[Selected passage Boundary: Start]

Barbara Harris, and her program Project Prevention are offering a controversial program that they believe will help stop the cycle of addiction. Educational programs? No. Job Training? No. Drug Treatment Program? No. Project Prevention’s solution is offering addicts $300 in return for agreeing to long-term birth control or sterilization.
“Fifty percent of foster kids become homeless at age eighteen,” Harris explains. “The cycle repeats itself. I mean there’s just a host of reasons I could give you why a drug addict or an alcoholic should not conceive a child.”
As part of the program, that does not work directly with any doctors or clinics, Project Prevention pays for an implant-on device that is inserted in the arm for men, or either IUD or tubal ligation for the women – vasectomy for the men.
One Harris’ strongest supporters is her adopted daughter, who was born to an addict in Los Angeles. Destiny Harris, 20, says she supports her mother’s controversial program, even though if her biological mother had signed-on she likely would have never been born.
Of the 3,500 drug addicts and alcoholics nationwide that have agreed to take part in Project Prevention since January 2006, ninety-nine percent are women. Of those, nearly 1,200 have agreed to become sterilized. Per the program’s Wikipedia page, Project Prevention had paid 3,242 addicts, with 1,226 women being sterilized and 35 men having vasectomies.

[Selected passage Boundary: End]
[Extracted entries Boundary: Start]

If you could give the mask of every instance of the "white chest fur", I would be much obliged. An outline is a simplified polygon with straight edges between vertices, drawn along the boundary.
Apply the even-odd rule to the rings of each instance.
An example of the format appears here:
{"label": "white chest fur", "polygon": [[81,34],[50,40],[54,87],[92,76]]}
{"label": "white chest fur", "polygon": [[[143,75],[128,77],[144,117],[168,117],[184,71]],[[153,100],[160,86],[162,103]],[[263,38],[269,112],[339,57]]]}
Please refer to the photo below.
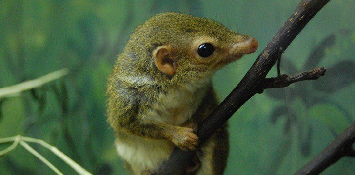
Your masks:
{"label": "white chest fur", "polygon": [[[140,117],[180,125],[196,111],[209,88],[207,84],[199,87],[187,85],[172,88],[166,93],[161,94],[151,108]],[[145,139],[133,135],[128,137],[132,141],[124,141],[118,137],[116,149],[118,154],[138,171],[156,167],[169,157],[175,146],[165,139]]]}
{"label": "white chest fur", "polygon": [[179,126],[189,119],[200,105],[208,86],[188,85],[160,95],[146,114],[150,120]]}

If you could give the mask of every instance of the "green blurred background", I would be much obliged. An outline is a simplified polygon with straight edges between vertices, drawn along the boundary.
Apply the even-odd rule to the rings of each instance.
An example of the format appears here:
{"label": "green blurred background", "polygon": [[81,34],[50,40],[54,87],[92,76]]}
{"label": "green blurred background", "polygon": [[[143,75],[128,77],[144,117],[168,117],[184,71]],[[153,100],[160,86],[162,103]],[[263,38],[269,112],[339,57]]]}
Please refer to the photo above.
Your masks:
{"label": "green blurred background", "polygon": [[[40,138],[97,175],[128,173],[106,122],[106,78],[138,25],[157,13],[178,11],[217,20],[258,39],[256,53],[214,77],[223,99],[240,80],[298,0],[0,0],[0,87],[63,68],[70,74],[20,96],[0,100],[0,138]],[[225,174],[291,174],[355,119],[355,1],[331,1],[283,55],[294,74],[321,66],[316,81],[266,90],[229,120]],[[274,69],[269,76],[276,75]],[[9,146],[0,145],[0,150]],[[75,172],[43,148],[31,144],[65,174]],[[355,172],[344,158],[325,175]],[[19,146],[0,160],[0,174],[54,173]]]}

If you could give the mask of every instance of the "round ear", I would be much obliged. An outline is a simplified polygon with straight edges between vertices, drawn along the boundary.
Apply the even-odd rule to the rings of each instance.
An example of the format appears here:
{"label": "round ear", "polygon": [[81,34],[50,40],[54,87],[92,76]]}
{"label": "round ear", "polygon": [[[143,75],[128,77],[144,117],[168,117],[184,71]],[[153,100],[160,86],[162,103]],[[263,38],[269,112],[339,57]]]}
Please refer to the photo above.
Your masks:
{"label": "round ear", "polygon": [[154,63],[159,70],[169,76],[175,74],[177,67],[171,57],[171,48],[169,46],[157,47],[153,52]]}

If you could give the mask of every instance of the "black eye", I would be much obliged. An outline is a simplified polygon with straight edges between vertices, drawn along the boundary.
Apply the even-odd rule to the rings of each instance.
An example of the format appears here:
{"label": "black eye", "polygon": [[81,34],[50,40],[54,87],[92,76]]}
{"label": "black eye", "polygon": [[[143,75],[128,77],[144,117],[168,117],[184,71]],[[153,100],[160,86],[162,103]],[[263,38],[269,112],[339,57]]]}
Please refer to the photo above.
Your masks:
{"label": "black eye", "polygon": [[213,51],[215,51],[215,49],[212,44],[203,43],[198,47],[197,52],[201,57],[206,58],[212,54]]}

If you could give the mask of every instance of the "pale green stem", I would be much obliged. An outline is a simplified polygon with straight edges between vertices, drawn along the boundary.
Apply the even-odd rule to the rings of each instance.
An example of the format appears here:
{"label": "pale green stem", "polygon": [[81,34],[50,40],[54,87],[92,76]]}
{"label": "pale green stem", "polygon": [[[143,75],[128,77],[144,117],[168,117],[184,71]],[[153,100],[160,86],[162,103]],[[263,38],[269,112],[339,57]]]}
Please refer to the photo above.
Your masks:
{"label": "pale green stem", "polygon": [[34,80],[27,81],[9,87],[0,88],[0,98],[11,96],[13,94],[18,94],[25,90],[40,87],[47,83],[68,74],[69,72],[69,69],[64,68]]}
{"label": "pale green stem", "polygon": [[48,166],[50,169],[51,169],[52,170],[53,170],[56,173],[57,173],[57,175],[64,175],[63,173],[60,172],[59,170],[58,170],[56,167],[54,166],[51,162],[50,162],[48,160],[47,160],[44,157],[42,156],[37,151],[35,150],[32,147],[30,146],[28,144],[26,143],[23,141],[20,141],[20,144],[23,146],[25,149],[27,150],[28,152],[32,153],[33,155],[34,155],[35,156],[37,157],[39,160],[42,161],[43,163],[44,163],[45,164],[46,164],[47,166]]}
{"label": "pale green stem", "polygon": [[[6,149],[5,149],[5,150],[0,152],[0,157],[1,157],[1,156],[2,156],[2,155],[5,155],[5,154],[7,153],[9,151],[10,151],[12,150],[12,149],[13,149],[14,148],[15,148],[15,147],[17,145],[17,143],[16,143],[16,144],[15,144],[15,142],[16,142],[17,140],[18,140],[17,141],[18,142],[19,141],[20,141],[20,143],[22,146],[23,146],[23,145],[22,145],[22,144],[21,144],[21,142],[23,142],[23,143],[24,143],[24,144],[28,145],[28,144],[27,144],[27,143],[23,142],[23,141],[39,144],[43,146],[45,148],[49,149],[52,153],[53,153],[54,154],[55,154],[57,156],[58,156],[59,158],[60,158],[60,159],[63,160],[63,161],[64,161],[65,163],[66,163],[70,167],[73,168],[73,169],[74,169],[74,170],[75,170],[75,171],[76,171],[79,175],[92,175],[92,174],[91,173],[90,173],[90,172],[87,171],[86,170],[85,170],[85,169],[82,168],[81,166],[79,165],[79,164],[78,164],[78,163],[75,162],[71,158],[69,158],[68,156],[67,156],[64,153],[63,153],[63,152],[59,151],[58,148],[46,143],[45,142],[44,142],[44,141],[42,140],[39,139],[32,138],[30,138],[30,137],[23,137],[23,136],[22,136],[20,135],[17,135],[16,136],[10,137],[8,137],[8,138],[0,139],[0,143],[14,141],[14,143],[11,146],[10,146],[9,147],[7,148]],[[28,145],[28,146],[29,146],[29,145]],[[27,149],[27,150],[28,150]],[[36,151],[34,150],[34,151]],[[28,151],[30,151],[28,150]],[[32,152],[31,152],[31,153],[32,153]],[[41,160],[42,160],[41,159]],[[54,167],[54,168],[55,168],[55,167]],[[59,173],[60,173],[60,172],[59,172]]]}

[Extracted entries Boundary: End]

**Work instruction**
Carry on the article about Project Prevention, picking up directly after its final sentence. The entries above were drawn from a source other than the article on Project Prevention.

**Final answer**
As a woman who has dealt with addiction issues, that was the child of an addict, and eventually will want to be a mother. I am still shell-shocked by this. Yes, drug addiction and alcoholism in America are deadly diseases. Yes there has to be something done. But to sterilize a person because they are addicted, is that where we have gotten to? Is it not predatory to target people in addiction, who are often times at their weakest point, to make this drastic decision?
If you are parent dealing with addiction, could you have done this? Whether you have had addiction issues or not, does this seem like a viable option?
Here are some quotes from the project’s website:
“I wish a program like this would have been available while I was addicted. Then I wouldn’t have so many children.
- Sandra Mathews, recovered addict raising 7 children
I wish you had come to me with your birth control offer years ago so I wouldn’t have had 14 babies.
- Sharon, client #24
It is critical that African-Americans support C.R.A.C.K.’s [Project Prevention's] effort.